### [MATERIAL SUPPLIED]
╔══

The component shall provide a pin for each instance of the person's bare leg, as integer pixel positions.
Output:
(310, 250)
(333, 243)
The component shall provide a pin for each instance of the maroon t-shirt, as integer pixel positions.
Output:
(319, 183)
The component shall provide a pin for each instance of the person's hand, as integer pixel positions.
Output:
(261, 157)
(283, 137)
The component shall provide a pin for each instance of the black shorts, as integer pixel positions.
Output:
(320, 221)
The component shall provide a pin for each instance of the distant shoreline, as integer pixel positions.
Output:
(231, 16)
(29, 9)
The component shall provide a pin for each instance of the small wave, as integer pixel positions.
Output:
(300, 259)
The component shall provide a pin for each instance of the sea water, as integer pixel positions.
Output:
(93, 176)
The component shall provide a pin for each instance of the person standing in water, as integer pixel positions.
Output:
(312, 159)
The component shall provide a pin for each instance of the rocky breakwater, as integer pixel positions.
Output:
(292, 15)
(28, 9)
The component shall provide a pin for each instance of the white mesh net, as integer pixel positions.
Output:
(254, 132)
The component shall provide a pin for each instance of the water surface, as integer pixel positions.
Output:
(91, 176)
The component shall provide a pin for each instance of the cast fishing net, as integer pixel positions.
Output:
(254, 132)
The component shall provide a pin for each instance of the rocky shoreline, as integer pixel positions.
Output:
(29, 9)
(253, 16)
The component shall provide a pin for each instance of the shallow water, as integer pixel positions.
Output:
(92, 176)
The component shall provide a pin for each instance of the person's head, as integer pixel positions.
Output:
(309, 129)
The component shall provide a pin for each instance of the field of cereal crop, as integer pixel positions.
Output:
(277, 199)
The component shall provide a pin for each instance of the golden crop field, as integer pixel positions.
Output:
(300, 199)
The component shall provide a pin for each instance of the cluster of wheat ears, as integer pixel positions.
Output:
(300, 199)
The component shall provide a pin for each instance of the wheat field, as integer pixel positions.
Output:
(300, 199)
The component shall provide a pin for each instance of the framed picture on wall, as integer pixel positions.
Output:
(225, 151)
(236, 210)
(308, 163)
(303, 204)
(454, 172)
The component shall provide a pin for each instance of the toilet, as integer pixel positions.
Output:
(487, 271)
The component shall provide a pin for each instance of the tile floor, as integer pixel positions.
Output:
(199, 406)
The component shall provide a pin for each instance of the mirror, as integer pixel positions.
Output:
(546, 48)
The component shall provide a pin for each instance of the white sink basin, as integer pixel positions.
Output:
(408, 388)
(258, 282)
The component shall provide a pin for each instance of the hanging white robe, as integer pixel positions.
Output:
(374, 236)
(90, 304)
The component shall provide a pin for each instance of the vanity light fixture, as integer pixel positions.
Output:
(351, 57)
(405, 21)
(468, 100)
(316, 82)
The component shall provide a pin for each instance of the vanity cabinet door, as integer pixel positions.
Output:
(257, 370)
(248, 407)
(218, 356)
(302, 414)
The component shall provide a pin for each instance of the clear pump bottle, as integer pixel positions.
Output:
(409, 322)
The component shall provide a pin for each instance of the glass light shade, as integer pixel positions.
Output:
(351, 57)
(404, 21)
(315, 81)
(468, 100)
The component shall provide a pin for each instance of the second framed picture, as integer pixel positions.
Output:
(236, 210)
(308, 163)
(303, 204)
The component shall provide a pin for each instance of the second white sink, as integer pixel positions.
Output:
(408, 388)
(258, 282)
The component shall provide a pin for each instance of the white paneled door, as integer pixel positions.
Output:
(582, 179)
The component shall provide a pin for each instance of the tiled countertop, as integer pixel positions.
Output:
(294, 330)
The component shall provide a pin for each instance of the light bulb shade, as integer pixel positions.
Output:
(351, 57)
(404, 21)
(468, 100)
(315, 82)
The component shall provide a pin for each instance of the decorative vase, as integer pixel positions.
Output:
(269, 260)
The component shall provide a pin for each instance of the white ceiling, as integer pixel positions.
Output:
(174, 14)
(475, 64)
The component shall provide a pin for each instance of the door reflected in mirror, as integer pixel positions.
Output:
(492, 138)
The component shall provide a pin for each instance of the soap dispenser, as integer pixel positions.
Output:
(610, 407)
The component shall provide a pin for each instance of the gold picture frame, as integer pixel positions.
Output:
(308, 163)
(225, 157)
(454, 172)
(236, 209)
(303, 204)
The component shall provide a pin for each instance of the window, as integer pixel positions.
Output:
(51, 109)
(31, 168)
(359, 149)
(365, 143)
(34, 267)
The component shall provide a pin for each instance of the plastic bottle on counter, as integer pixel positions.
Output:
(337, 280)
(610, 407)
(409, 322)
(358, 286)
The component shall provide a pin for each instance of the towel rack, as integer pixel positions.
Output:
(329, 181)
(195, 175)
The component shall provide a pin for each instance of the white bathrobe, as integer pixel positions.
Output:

╚══

### [SHORT EXERCISE]
Each line of the material must be restated exactly.

### [RESULT]
The component shall provide a pin for each instance of the person's bare leg, as integer pixel positions.
Output:
(310, 250)
(333, 243)
The component shall provide a pin for each instance of the maroon t-shirt, as integer pixel positions.
Output:
(319, 183)
The component shall provide a pin for each instance of the person's hand, as integer pixel positions.
Output:
(261, 157)
(283, 137)
The component shall provide a pin for each instance of the black shorts, as integer pixel positions.
Output:
(320, 221)
The component shall provide a pin for each instance of the distant shoreline, as integer pixel positions.
Output:
(231, 16)
(29, 9)
The component shall provide a pin for each instance of the small wave, as integer pixel positions.
Output:
(300, 259)
The component shall provide a pin for each instance of the sea water, as integer pixel positions.
Output:
(93, 176)
The component shall provide a pin for each instance of the person standing in water, as integer pixel positions.
Output:
(312, 159)
The component shall provide a pin for each instance of the rocky breakwater, as integer pixel positions.
Output:
(292, 15)
(28, 9)
The component shall provide a pin for each instance of the white mesh net, as integer pixel positions.
Output:
(254, 132)
The component shall provide a pin for each instance of the water surface, as integer pixel positions.
Output:
(91, 176)
The component shall provide a pin for each instance of the cast fishing net, as integer pixel positions.
Output:
(254, 132)
The component shall provide a pin for each instance of the rocky shoreline, as integer pixel positions.
Output:
(29, 9)
(253, 16)
The component shall provide a pin for each instance of the shallow water, as integer pixel positions.
Output:
(92, 176)
The component shall provide a pin for each instance of the person's head, as integer pixel positions.
Output:
(309, 129)
The component shall provide a pin for each instance of the field of cereal crop, as integer pixel positions.
Output:
(277, 199)
The component shall provide a pin for each instance of the golden crop field, as integer pixel positions.
Output:
(300, 199)
The component shall provide a pin for each instance of the cluster of wheat ears, as integer pixel positions.
Output:
(300, 199)
The component shall provide a pin for each instance of the wheat field, as integer pixel positions.
Output:
(300, 199)
The component shall provide a pin for each instance of the framed picture on wall, as integer pixel positions.
Output:
(225, 151)
(236, 210)
(308, 163)
(303, 204)
(454, 172)
The component shall provide a pin for each instance of the toilet, as integer pixel positions.
Output:
(487, 271)
The component shall provide a pin for each instance of the tile floor, as integer pixel positions.
Output:
(199, 406)
The component shall provide a pin for each instance of the mirror, as integer pixel positions.
Output:
(546, 48)
The component shall provide a pin for each instance of the white sink basin, as integer pixel positions.
Output:
(408, 388)
(258, 282)
The component shall provide a pin for each instance of the hanging white robe, as integer pixel positions.
Output:
(374, 236)
(90, 304)
The component shall provide a pin for each instance of the vanity light fixture, as integer pixel positions.
Output:
(351, 57)
(405, 21)
(468, 100)
(316, 82)
The component shall provide a pin for each instance of the vanity cabinet door, as integer pixel positions.
Output:
(257, 370)
(248, 407)
(218, 356)
(302, 414)
The component shall provide a pin for each instance of the clear pump bottle, as integer pixel positions.
Output:
(409, 322)
The component shall provide a pin for each instance of the glass light shade, as integer pixel positions.
Output:
(351, 57)
(404, 21)
(315, 81)
(468, 100)
The component shall provide a pin for each instance of the second framed picture, as integer pixel positions.
Output:
(236, 210)
(308, 163)
(303, 204)
The component shall provide a pin for each instance of the second white sink, as integer pixel positions.
Output:
(408, 388)
(258, 282)
The component shall provide a pin for each instance of the white paneled door, as integer pixel positions.
Output:
(582, 179)
The component shall provide a pin for each instance of the tiled countertop, as integer pixel positions.
Output:
(294, 330)
The component shall provide a pin for each instance of the light bulb shade, as integer pixel positions.
Output:
(351, 57)
(404, 21)
(468, 100)
(315, 82)
The component shall provide a pin for each instance of the decorative vase, as integer pixel positions.
Output:
(269, 260)
The component shall provide a pin for each instance of the white ceiling, as integer pixel positions.
Output:
(174, 14)
(475, 64)
The component shall provide a pin for each instance of the door reflected in mirror, as integer pixel positions.
Output:
(492, 138)
The component shall provide a pin for each instance of the soap dispenser, as integer pixel positions.
Output:
(610, 407)
The component shall provide a pin for each instance of the gold picture frame, as integer pixel positions.
Output:
(308, 163)
(225, 157)
(454, 172)
(236, 209)
(303, 204)
The component shall provide a pin for each instance of the window, as integer pixel positions.
Output:
(51, 109)
(31, 168)
(359, 149)
(365, 143)
(34, 267)
The component shall provide a pin for each instance of the plastic bottle on counter, as integer pixel positions.
Output:
(337, 280)
(610, 407)
(409, 322)
(358, 286)
The component shall provide a pin for each instance of the towel rack, as integer pixel positions.
Output:
(329, 181)
(195, 175)
The component shall provide a pin for each instance of the white bathrobe, as integer pixel positions.
Output:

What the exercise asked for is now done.